EXTRACTED ENTRIES —
"""
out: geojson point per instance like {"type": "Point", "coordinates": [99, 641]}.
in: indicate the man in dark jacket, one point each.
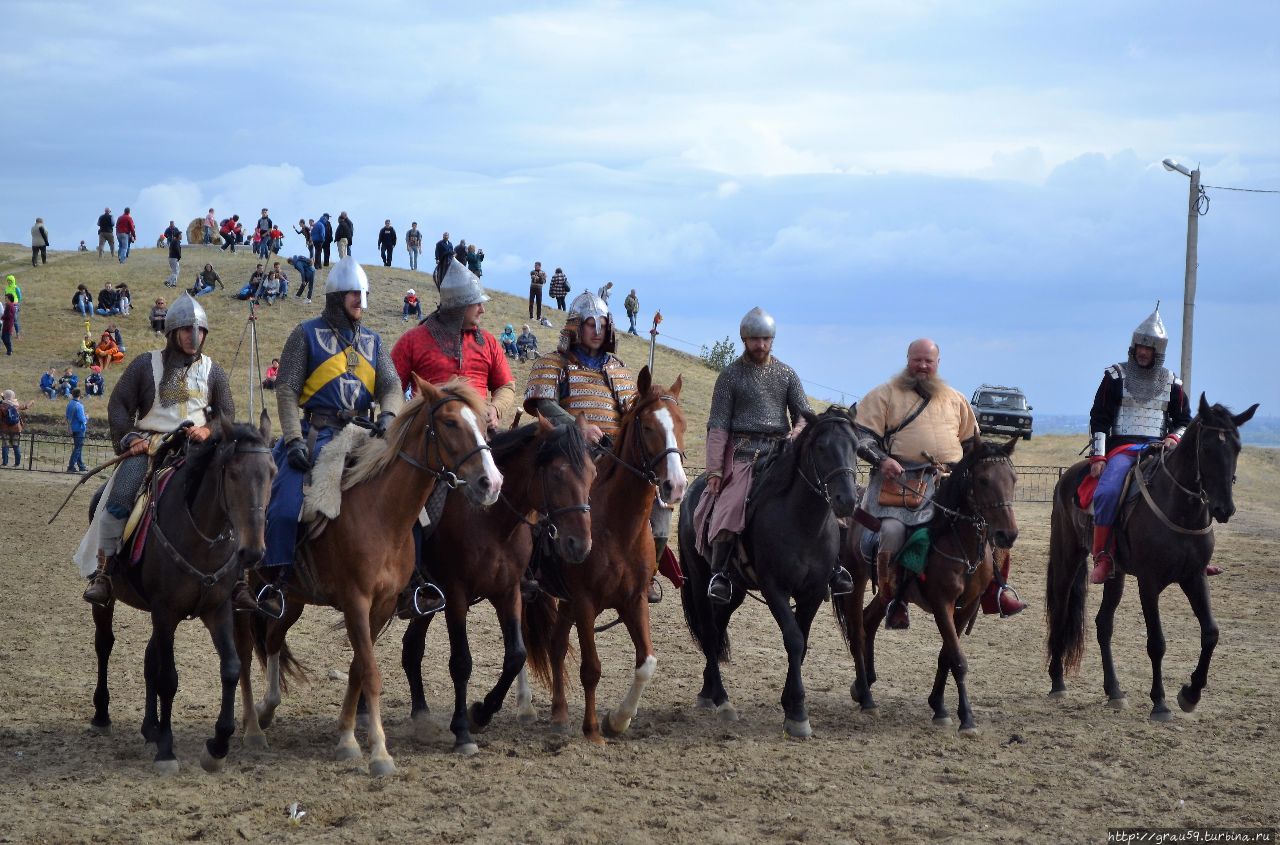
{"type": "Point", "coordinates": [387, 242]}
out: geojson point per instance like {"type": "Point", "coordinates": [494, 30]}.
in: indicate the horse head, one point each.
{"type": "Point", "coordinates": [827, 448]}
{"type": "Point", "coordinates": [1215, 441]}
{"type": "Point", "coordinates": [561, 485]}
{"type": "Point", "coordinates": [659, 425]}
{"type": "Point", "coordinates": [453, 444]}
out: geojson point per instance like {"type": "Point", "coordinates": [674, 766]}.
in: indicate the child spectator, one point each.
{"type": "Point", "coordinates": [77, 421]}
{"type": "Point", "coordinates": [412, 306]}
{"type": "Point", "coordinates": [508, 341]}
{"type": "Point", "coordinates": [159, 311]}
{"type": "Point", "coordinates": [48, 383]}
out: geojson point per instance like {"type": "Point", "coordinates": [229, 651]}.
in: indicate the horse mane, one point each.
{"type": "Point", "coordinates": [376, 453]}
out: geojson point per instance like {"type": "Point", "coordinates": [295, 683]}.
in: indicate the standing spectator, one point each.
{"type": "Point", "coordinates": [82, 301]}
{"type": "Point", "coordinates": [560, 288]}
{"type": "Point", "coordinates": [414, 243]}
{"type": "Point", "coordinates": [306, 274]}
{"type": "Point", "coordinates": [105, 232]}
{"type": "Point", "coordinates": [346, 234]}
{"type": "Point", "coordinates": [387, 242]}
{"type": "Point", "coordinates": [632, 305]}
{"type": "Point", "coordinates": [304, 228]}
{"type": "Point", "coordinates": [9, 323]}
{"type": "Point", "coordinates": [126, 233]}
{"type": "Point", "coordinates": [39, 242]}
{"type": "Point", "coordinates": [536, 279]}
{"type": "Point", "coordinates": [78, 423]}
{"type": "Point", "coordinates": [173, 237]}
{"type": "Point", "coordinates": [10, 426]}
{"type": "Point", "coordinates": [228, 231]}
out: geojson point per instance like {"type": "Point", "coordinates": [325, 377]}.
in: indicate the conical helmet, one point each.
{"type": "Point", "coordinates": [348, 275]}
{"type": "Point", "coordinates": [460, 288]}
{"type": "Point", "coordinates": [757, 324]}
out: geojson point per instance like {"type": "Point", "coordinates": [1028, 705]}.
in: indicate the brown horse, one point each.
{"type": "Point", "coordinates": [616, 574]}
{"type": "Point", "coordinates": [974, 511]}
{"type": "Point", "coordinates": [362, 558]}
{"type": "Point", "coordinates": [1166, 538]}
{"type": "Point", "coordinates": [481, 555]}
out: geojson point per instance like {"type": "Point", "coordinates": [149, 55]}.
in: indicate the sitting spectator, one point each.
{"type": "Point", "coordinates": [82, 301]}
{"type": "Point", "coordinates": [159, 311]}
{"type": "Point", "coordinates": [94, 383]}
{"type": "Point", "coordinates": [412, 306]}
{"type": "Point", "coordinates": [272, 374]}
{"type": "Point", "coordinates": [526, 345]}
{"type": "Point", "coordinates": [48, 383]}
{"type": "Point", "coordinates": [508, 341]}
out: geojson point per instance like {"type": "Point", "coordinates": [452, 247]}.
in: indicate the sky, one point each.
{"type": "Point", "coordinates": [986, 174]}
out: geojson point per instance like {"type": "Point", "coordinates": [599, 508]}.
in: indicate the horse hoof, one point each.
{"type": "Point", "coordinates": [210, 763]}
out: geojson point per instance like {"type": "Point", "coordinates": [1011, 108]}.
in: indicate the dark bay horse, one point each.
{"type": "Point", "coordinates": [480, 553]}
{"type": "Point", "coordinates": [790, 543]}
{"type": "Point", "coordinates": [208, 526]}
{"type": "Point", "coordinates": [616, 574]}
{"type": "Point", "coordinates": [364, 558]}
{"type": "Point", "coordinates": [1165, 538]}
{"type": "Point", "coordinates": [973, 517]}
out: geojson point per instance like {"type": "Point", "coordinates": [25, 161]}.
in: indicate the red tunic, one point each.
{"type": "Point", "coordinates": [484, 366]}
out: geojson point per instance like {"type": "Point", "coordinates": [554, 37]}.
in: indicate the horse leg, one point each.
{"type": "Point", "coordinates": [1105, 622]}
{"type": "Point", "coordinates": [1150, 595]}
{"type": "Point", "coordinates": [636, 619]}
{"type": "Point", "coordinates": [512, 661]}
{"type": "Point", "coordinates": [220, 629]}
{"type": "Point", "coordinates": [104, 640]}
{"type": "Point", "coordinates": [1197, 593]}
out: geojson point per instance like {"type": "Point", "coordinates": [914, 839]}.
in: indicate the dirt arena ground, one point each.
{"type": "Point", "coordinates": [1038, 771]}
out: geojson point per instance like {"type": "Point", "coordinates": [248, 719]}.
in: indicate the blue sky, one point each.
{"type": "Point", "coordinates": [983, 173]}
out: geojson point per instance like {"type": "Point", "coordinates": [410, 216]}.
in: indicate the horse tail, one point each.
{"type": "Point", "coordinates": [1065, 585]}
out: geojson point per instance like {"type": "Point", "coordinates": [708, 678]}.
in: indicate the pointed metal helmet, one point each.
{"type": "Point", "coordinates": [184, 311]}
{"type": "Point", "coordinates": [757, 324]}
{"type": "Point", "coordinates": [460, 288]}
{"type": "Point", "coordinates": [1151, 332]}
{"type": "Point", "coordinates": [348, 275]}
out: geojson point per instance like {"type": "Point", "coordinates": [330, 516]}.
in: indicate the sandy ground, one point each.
"""
EXERCISE —
Give back each entry exactly as it appears. Leave pictures out.

RESPONSE AREA —
out: geojson point per instance like {"type": "Point", "coordinates": [99, 641]}.
in: indicate the man in dark jacket, one point each.
{"type": "Point", "coordinates": [387, 242]}
out: geojson point per instance like {"type": "Point", "coordinates": [494, 30]}.
in: indicate the horse head, one point each.
{"type": "Point", "coordinates": [827, 448]}
{"type": "Point", "coordinates": [1215, 441]}
{"type": "Point", "coordinates": [561, 485]}
{"type": "Point", "coordinates": [659, 425]}
{"type": "Point", "coordinates": [453, 444]}
out: geojson point per instance like {"type": "Point", "coordinates": [674, 766]}.
in: indicate the child spectator, one point each.
{"type": "Point", "coordinates": [77, 421]}
{"type": "Point", "coordinates": [412, 306]}
{"type": "Point", "coordinates": [508, 341]}
{"type": "Point", "coordinates": [159, 311]}
{"type": "Point", "coordinates": [48, 383]}
out: geojson point per instance like {"type": "Point", "coordinates": [229, 651]}.
in: indicate the horse mane, one point each.
{"type": "Point", "coordinates": [376, 453]}
out: geojson point per instance like {"type": "Point", "coordinates": [295, 683]}.
in: indicate the standing spectator, one point each.
{"type": "Point", "coordinates": [82, 301]}
{"type": "Point", "coordinates": [560, 288]}
{"type": "Point", "coordinates": [414, 243]}
{"type": "Point", "coordinates": [306, 274]}
{"type": "Point", "coordinates": [105, 232]}
{"type": "Point", "coordinates": [346, 234]}
{"type": "Point", "coordinates": [387, 242]}
{"type": "Point", "coordinates": [632, 305]}
{"type": "Point", "coordinates": [304, 228]}
{"type": "Point", "coordinates": [9, 323]}
{"type": "Point", "coordinates": [126, 233]}
{"type": "Point", "coordinates": [39, 242]}
{"type": "Point", "coordinates": [536, 279]}
{"type": "Point", "coordinates": [78, 423]}
{"type": "Point", "coordinates": [173, 237]}
{"type": "Point", "coordinates": [10, 426]}
{"type": "Point", "coordinates": [228, 231]}
out: geojson point per instance like {"type": "Point", "coordinates": [325, 377]}.
in: indicate the conical helmet, one point each.
{"type": "Point", "coordinates": [348, 275]}
{"type": "Point", "coordinates": [460, 288]}
{"type": "Point", "coordinates": [757, 324]}
out: geojson point per instance like {"type": "Point", "coordinates": [1028, 705]}.
in: indicate the brown horse, one point each.
{"type": "Point", "coordinates": [616, 574]}
{"type": "Point", "coordinates": [974, 511]}
{"type": "Point", "coordinates": [362, 558]}
{"type": "Point", "coordinates": [1166, 538]}
{"type": "Point", "coordinates": [481, 555]}
out: geojson point per instance like {"type": "Point", "coordinates": [149, 55]}.
in: indicate the sitting spectator, one point each.
{"type": "Point", "coordinates": [82, 301]}
{"type": "Point", "coordinates": [159, 311]}
{"type": "Point", "coordinates": [94, 383]}
{"type": "Point", "coordinates": [412, 306]}
{"type": "Point", "coordinates": [272, 374]}
{"type": "Point", "coordinates": [526, 345]}
{"type": "Point", "coordinates": [48, 383]}
{"type": "Point", "coordinates": [508, 341]}
out: geojson point per instance like {"type": "Point", "coordinates": [452, 247]}.
in: indicate the sky, one point each.
{"type": "Point", "coordinates": [986, 174]}
out: geojson point per instance like {"type": "Point", "coordinates": [599, 508]}.
in: indicate the horse hoof, one point each.
{"type": "Point", "coordinates": [210, 763]}
out: geojson point per instance like {"type": "Point", "coordinates": [1011, 108]}.
in: indicate the dark bay horse, one point each.
{"type": "Point", "coordinates": [480, 553]}
{"type": "Point", "coordinates": [790, 543]}
{"type": "Point", "coordinates": [208, 526]}
{"type": "Point", "coordinates": [616, 574]}
{"type": "Point", "coordinates": [364, 558]}
{"type": "Point", "coordinates": [1165, 538]}
{"type": "Point", "coordinates": [973, 517]}
out: geojson point per instance like {"type": "Point", "coordinates": [25, 161]}.
in: indicate the red tunic, one point each.
{"type": "Point", "coordinates": [484, 366]}
out: geojson point per instance like {"type": "Point", "coordinates": [554, 37]}.
in: indicate the horse leg, one point each.
{"type": "Point", "coordinates": [1105, 622]}
{"type": "Point", "coordinates": [1150, 595]}
{"type": "Point", "coordinates": [636, 619]}
{"type": "Point", "coordinates": [512, 661]}
{"type": "Point", "coordinates": [220, 629]}
{"type": "Point", "coordinates": [104, 640]}
{"type": "Point", "coordinates": [1197, 593]}
out: geojson point per instance like {"type": "Point", "coordinates": [914, 839]}.
in: indicate the dirt arena ground, one point each.
{"type": "Point", "coordinates": [1038, 771]}
out: geojson point per instance like {"type": "Point", "coordinates": [248, 719]}.
in: indicate the blue sky, one point each.
{"type": "Point", "coordinates": [983, 173]}
out: geojson point per instance like {"type": "Point", "coordinates": [410, 216]}.
in: indicate the horse tail, one point each.
{"type": "Point", "coordinates": [1065, 585]}
out: geojson point per instance like {"type": "Point", "coordinates": [708, 678]}.
in: indicate the pointed metal helmet, one point each.
{"type": "Point", "coordinates": [184, 311]}
{"type": "Point", "coordinates": [757, 324]}
{"type": "Point", "coordinates": [460, 288]}
{"type": "Point", "coordinates": [1151, 332]}
{"type": "Point", "coordinates": [348, 275]}
out: geojson point per instance like {"type": "Point", "coordinates": [330, 516]}.
in: indicate the sandy ground, one point each.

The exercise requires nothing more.